• [PROBLEMS TO SOLVE]
• a. Which neural operators does the passage on neural network stability name as popular approaches for supervised or unrolled training? List them all.
• b. Reproduce the portion of the passage on neural network stability between "This has also" and "on this topic.", inclusive.
• c. Decide whether each statement agrees with the passage on neural network stability, answering yes or no and quoting the words that decide it: (i) Small batches are preferable. (ii) Unconditional stability requires special loss functions. (iii) Unrolling reduces resource usage.

This has also been reported various other works. However, there's still a fair amount of approaches that seem to have trouble with long term stability.
This poses a very interesting question: which ingredients are necessary to obtain _unconditional stability_?
Unconditional stability here means obtaining trained networks that are stable for arbitrarily long rollouts. Are inductive biases or special training methodologies necessary, or is it simply a matter of training enough different initializations? Our setup provides a very good starting point to shed light on this topic.
The "success stories" from earlier chapters, some with fairly simple setups, indicate that unconditional stability is “nothing special” for neural network based predictors. I.e., it does not require special loss functions or tricks beyond a properly chosen set of hyperparamters for training. As errors will accumulate over time, we can expect that network size and the total number of update steps in training are important. Interestingly, it seems that the neural network architecture doesnt really matter: we can obtain stable rollouts with pretty much “any” architecture once its sufficiently large.
## Neural Network Architectures
As shown in the previuos chapter, diffusion models perform extremely well. This can be attribute to the underlying task of working with noisy distributions (e.g. for denoising or flow matching). Likewise, the network architecture has only a minor influence: the network simply needs to be large enough to provide a converging iteration. For supervised or unrolled training, we can leverage a variety of discrete and continuous neural operators. CNNs, Unets, FNOs and Transformers are popular approaches here.
Interestingly, FNOs, due to their architecture _project_ the solution onto a subspace of the frequencies in the discretization. This inherently removes high frequencies that primarily drive isntabilities. As such, they're less strongly influenced by unrolling [(details can be found, e.g., here)](https://tum-pbs.github.io/apebench-paper/).
Operators that better preserve small-scale details, such as convolutions, can strongly benefit from unrolling. This will be a focus of the following ablations.
Interestingly, it turns out that the batch size and the length of the unrolling horizon play a crucial but conflicting role: small batches are preferable, but in the worst case under-utilize the hardware and require long training runs. Unrolling on the other hand significantly stabilizes the rollout, but leads to increased resource usage due to the longer computational graph for each NN update. Thus, our experiements show that a “sweet spot” along the Pareto-front of batch size vs unrolling horizon can be obtained by aiming for as-long-as-possible rollouts at training time in combination with a batch size that sufficiently utilizes the available GPU memory.

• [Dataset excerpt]
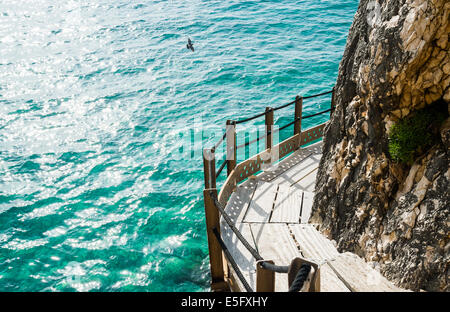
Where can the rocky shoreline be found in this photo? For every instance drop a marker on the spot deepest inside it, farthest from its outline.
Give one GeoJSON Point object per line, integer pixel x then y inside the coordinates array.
{"type": "Point", "coordinates": [396, 216]}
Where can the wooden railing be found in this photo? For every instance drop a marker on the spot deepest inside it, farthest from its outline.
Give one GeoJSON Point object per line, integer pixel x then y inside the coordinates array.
{"type": "Point", "coordinates": [237, 172]}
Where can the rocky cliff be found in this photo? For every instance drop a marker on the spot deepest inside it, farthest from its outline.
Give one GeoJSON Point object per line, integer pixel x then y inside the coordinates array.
{"type": "Point", "coordinates": [395, 215]}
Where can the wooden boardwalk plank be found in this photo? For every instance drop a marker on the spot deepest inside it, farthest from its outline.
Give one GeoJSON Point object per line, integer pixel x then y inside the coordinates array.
{"type": "Point", "coordinates": [313, 245]}
{"type": "Point", "coordinates": [290, 162]}
{"type": "Point", "coordinates": [306, 206]}
{"type": "Point", "coordinates": [275, 243]}
{"type": "Point", "coordinates": [359, 275]}
{"type": "Point", "coordinates": [241, 255]}
{"type": "Point", "coordinates": [240, 199]}
{"type": "Point", "coordinates": [287, 205]}
{"type": "Point", "coordinates": [261, 205]}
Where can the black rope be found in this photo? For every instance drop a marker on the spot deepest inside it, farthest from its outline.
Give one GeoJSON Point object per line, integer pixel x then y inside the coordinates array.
{"type": "Point", "coordinates": [301, 277]}
{"type": "Point", "coordinates": [283, 106]}
{"type": "Point", "coordinates": [251, 142]}
{"type": "Point", "coordinates": [275, 268]}
{"type": "Point", "coordinates": [250, 118]}
{"type": "Point", "coordinates": [319, 113]}
{"type": "Point", "coordinates": [320, 94]}
{"type": "Point", "coordinates": [280, 107]}
{"type": "Point", "coordinates": [232, 262]}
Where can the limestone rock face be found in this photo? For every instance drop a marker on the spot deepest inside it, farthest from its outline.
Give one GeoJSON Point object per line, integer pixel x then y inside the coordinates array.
{"type": "Point", "coordinates": [396, 61]}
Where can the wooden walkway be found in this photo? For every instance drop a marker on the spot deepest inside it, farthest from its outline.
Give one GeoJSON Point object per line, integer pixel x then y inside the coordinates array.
{"type": "Point", "coordinates": [272, 211]}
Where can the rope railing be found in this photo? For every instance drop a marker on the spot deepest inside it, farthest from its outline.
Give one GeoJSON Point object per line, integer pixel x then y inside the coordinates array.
{"type": "Point", "coordinates": [275, 109]}
{"type": "Point", "coordinates": [215, 207]}
{"type": "Point", "coordinates": [282, 106]}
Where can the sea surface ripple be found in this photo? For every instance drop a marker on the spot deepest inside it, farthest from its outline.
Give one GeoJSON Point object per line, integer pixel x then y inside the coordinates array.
{"type": "Point", "coordinates": [97, 98]}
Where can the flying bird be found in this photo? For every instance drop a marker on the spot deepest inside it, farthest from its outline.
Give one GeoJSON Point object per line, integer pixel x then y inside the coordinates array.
{"type": "Point", "coordinates": [190, 45]}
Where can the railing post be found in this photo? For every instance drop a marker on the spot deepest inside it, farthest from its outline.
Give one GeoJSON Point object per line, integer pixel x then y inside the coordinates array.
{"type": "Point", "coordinates": [269, 127]}
{"type": "Point", "coordinates": [298, 118]}
{"type": "Point", "coordinates": [209, 168]}
{"type": "Point", "coordinates": [231, 146]}
{"type": "Point", "coordinates": [215, 251]}
{"type": "Point", "coordinates": [332, 103]}
{"type": "Point", "coordinates": [265, 279]}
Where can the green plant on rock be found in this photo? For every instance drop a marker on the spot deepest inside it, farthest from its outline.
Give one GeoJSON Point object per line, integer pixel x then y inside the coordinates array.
{"type": "Point", "coordinates": [411, 136]}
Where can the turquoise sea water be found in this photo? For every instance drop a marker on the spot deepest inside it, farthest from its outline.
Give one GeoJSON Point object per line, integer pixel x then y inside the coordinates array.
{"type": "Point", "coordinates": [102, 110]}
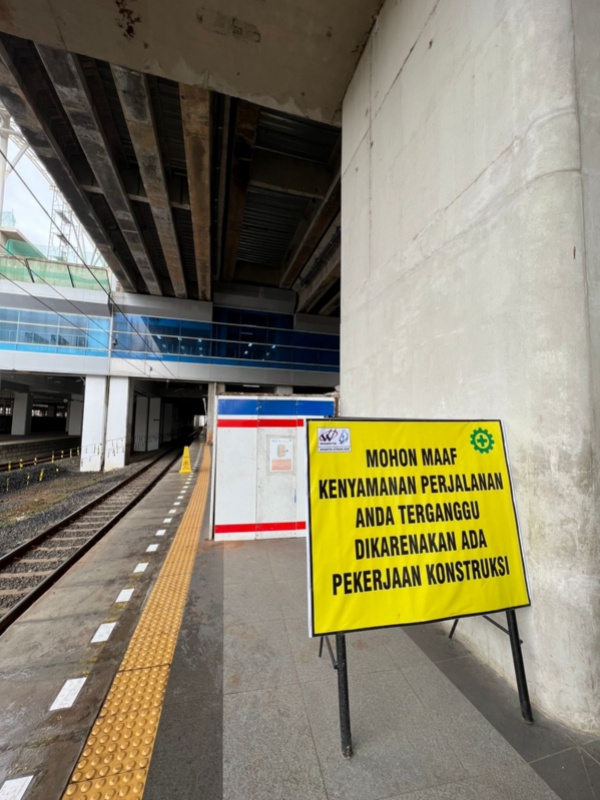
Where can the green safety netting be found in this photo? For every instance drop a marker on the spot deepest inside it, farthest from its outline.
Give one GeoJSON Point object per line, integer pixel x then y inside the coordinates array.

• [SOLUTIONS TO THE TASKS]
• a. CNNs, Unets, FNOs, Transformers

• b.
This has also been reported various other works. However, there's still a fair amount of approaches that seem to have trouble with long term stability.
This poses a very interesting question: which ingredients are necessary to obtain _unconditional stability_?
Unconditional stability here means obtaining trained networks that are stable for arbitrarily long rollouts. Are inductive biases or special training methodologies necessary, or is it simply a matter of training enough different initializations? Our setup provides a very good starting point to shed light on this topic.

• c.
(i) Yes: "small batches are preferable"
(ii) No: "it does not require special loss functions"
(iii) No: "leads to increased resource usage due to the longer computational graph for each NN update"